■ Text excerpt ■
++++
- Born: Maurice David Kugler November 24, 1967 (age 58) Minneapolis, Minnesota, U.S.

Academic background
- Alma mater: University of California, Berkeley (Ph.D.) London School of Economics and Political Science (B.Sc. and M.Sc.)
- Doctoral advisors: Paul Romer Pranab Bardhan J. Bradford DeLong Pablo Spiller
- Other advisors: George Akerlof Jeffrey Frankel Maurice Obstfeld
- Influences: Paul Romer Michael Kremer Dani Rodrik John Haltiwanger Ricardo Hausmann

Academic work
- School or tradition: Endogenous growth theory
- Institutions: Schar School of Policy and Government of George Mason University
- Website: Information at IDEAS / RePEc;

= Maurice Kugler =

Colombian American economist (born 1967)

Maurice Kugler is a Colombian American economist born in 1967. He received his Ph.D. in economics from UC Berkeley in 2000, as well as an M.Sc. (Econ) and a B.Sc. (Econ) both from the London School of Economics. Kugler is professor of public policy and economics in the Schar School of Policy and Government at George Mason University. Prior to this, he worked as a consultant for the World Bank, where he was senior economist before (2010-2012). Most recently he was principal research scientist and managing director at IMPAQ International.
++++
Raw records
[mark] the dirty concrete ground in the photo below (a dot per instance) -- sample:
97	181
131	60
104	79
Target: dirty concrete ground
++++
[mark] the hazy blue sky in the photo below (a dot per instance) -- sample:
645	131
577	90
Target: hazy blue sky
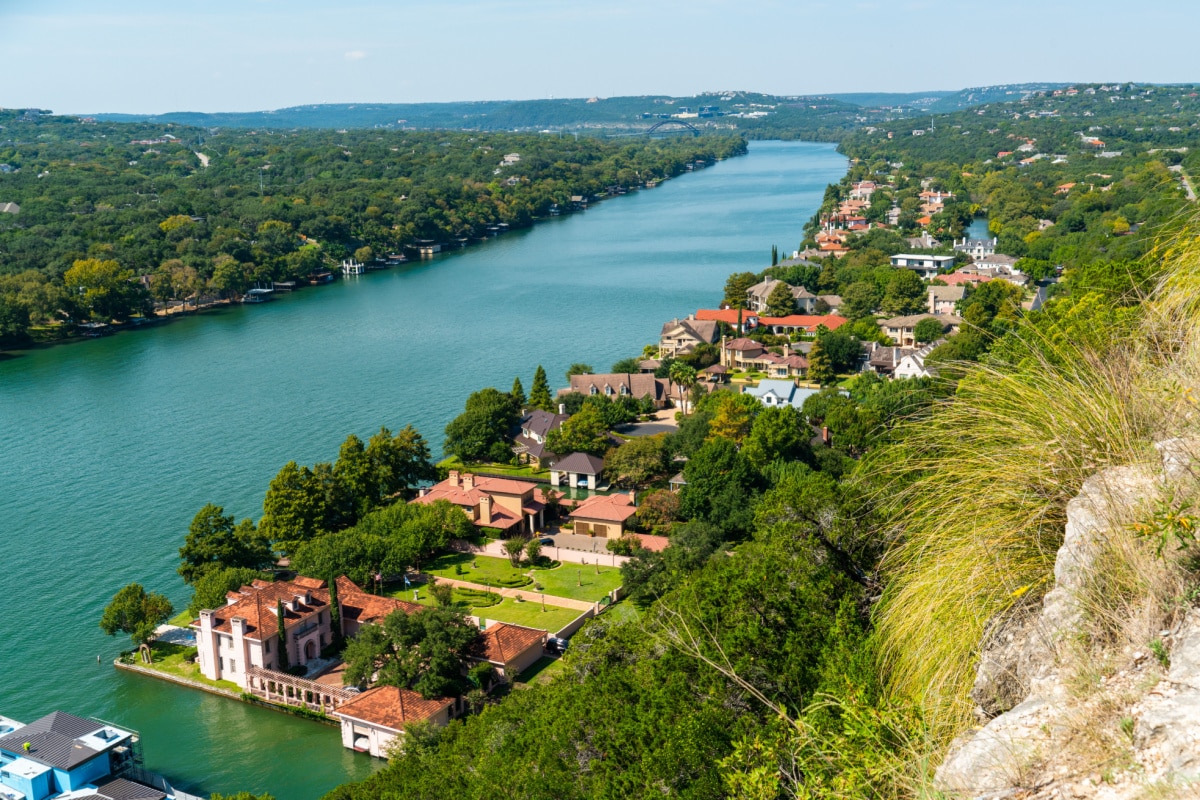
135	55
++++
■ Written problem 1 ■
Answer these questions using the Maurice Kugler text.
(a) In what city and state was Maurice Kugler born?
(b) Which school or tradition is listed for his academic work?
(c) In what year did he receive his Ph.D. in economics from UC Berkeley?
■ Written problem 2 ■
Print the passage of the Maurice Kugler text starting with "- Born: Maurice" and going on through "(B.Sc. and M.Sc.)".
■ Written problem 3 ■
Carry on the Maurice Kugler text from its last sentence.

■ Exercise response 1 ■
(a) Minneapolis, Minnesota
(b) Endogenous growth theory
(c) 2000

■ Exercise response 2 ■
- Born: Maurice David Kugler November 24, 1967 (age 58) Minneapolis, Minnesota, U.S.

Academic background
- Alma mater: University of California, Berkeley (Ph.D.) London School of Economics and Political Science (B.Sc. and M.Sc.)

■ Exercise response 3 ■
Prior to that, he was head of the development research and data unit of UNDP, where he was the lead writer of the Human Development Report. He was named in 2007 to the inaugural CIGI Chair in International Public Policy by the Laurier School of Business and Economics. In 2010, CIGI, the Centre for International Governance Innovation, jointly with University of Waterloo and Wilfrid Laurier University launched the Balsillie School of International Affairs.

In 2007, Kugler was appointed visiting professor of public policy at Harvard Kennedy School at Harvard University. The economics bibliographic database IDEAS/RePEc has ranked Kugler among the top 4 percent of economists worldwide by a number of criteria, including average rank score, the number of citations, the h-index, and the breadth of citations across fields. Also, he has more than 9,500 citations in Google Scholar, with over 20 contributions garnering over 100 citations, reflected in an h-index of 34 and an i10-index of 41.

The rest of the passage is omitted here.